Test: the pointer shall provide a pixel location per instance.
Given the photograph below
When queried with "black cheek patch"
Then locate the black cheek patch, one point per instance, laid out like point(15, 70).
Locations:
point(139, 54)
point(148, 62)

|---|

### Problem description
Reproduce the lines of the entries above exactly, but only from the line containing "Then locate the" through the final line.

### Response below
Then locate the black cheek patch, one point per instance, laid out like point(15, 70).
Locations:
point(139, 54)
point(148, 62)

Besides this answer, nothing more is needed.